Es evidente que este capítulo, el del sexo con todas sus ramificaciones, ha pasado de ser un asunto privado a convertirse en el eje de las políticas llamadas progresistas, como antes por la izquierda lo eran las políticas de distribución de la riqueza. Está claro que una poco tiene que ver con la otra, de modo que aquel nuevo foco de la agenda política tiene la virtud extraordinaria de unir los intereses de quienes tienen poco interés, valga la reiteración, al tratar la distribución de la riqueza con los progresistas de nuestro tiempo.
El Consejo General del Poder Judicial (CGPJ), que como es sabido está formado en parte por personas elegidas por el PSOE y por el PP, aunque ejercitan un grado importante de dependencia política, han registrado en este caso una extraordinaria unanimidad para descalificar totalmente la ley. Por un lado atacan la definición del consentimiento sexual. El argumento es en primer término técnico. Consideran que el Código Penal ya tiene en cuenta la falta de consentimiento para sancionar los delitos contra la libertad sexual. Pero, además, apuntan con buen criterio que como la ley no define en qué consiste el consentimiento, se produce la inversión de la carga de la prueba, de modo que, si hay acusación, el acusado deberá demostrar su inocencia. Hay que decir que esta es una práctica que se va generalizando con este tipo de leyes del deseo. Es el caso, por ejemplo, de la legislación catalana sobre los grupos LGBTI, que explícitamente incorpora este extraño criterio jurídico, que elimina la presunción de inocencia y que hace que el denunciado tenga que demostrarla, en lugar de que el acusador tenga que probar la culpa. Este sesgo jurídico acaba convirtiendo a determinados grupos sociales en privilegiados, porque tienen una especie de derechos específicos que no están generalizados por razón de su condición sexual, ser gay o lesbiana, ser mujer y haber mantenido relaciones sexuales, etc.

— Entradas recibidas —
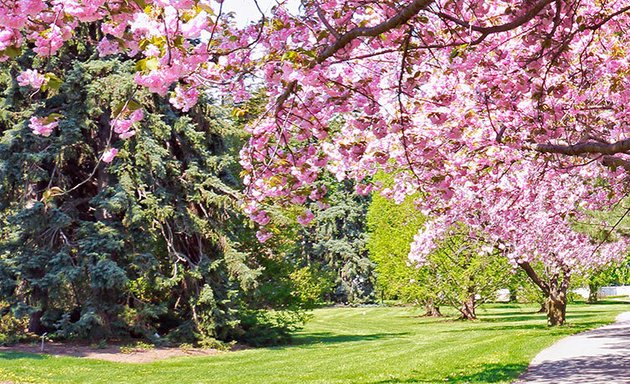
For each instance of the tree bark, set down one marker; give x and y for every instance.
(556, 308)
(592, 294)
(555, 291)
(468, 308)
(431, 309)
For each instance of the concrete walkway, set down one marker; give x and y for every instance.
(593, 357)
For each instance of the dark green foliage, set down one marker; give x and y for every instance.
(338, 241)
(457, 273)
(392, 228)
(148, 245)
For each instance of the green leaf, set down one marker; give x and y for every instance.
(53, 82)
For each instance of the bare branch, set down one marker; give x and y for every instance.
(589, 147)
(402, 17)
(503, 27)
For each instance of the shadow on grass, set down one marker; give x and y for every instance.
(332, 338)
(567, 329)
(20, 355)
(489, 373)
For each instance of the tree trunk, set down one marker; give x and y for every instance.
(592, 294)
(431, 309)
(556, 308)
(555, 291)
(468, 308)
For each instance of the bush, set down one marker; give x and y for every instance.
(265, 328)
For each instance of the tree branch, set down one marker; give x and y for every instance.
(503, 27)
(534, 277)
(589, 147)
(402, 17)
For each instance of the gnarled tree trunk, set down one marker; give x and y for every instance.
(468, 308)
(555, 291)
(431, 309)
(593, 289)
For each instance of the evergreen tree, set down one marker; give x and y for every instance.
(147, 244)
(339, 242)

--

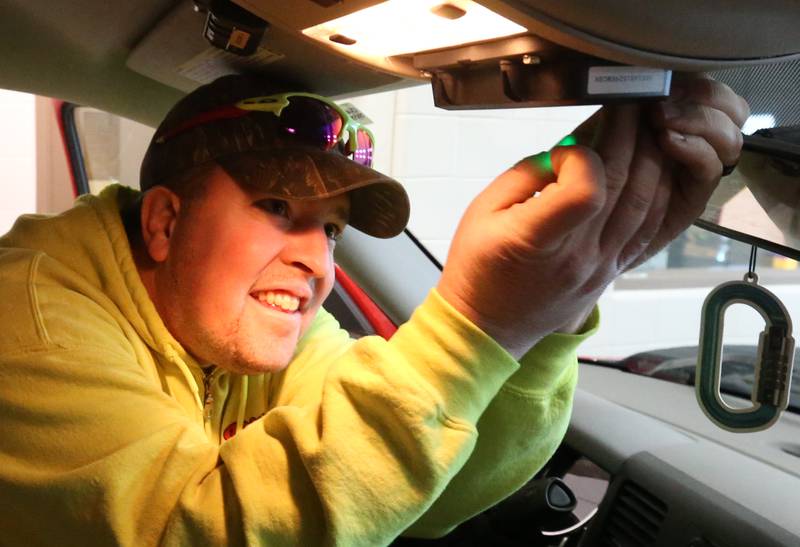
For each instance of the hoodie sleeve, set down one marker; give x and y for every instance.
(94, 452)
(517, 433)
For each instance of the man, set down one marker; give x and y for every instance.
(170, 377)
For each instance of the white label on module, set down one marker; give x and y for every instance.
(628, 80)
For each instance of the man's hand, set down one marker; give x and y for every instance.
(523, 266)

...

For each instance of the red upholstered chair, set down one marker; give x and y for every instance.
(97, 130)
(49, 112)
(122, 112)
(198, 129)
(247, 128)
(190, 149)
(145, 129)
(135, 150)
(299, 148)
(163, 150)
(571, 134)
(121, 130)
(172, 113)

— Instrucciones —
a. Responde a estas preguntas con datos del texto de origen:
(i) ¿Qué políticas eran antes el eje para la izquierda?
(ii) ¿Por quiénes han sido elegidas en parte las personas que forman el CGPJ?
(iii) ¿Qué legislación se da como ejemplo de que incorpora de forma explícita ese criterio jurídico?
b. Sigue escribiendo el texto de origen a partir de su última frase.

— Respuestas —
a.
(i) Las políticas de distribución de la riqueza.
(ii) Por el PSOE y por el PP.
(iii) La legislación catalana sobre los grupos LGBTI.

b.
Otro eje de la crítica de los jueces es la discrepancia en que desaparezcan las diferencias entre agresión sexual, que es cuando hay violencia en medio, y abuso, cuando es sin violencia. A la ministra de Igualdad le ha faltado tiempo para declarar «regresivo» el informe del CGPJ, que no es vinculante y naturalmente ha dicho que no le haría el más mínimo caso.
El problema adicional de esta ley, que también han señalando los jueces, no está tanto en la naturaleza de la cosa, como en la prueba, porque como se trata generalmente de asuntos de dos, en muchas ocasiones el único factor para enjuiciar son las manifestaciones de uno y otro. Es el problema de legislar sobre las relaciones íntimas de las personas. Cuando hay una agresión, se pueden hacer evidentes pruebas objetivas, pero cuando se trata de una cuestión de si consintió o no en una relación sexual, es evidente que todo se vuelve muy impreciso y que la subjetividad de la relación y la del día siguiente puede trastocar los hechos.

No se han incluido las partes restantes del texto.